» Problem to solve
Reproduce the items below from their first line through the line containing "(0, 271), (540, 407)", including that line.

---- Raw records

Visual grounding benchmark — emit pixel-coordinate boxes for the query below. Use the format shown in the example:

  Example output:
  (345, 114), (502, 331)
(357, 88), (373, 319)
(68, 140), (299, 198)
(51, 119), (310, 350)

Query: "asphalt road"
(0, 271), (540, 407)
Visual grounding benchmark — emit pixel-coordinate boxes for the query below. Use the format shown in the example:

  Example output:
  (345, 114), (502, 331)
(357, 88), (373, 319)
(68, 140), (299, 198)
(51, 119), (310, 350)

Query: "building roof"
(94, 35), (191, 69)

--------

» Correct output
Visual grounding benchmark — emit pixel-coordinate boxes for the query below. Use the format shown in the example:

  Example output:
  (345, 114), (502, 331)
(357, 88), (373, 319)
(68, 140), (299, 198)
(51, 119), (310, 350)

Query: "asphalt road"
(0, 271), (540, 407)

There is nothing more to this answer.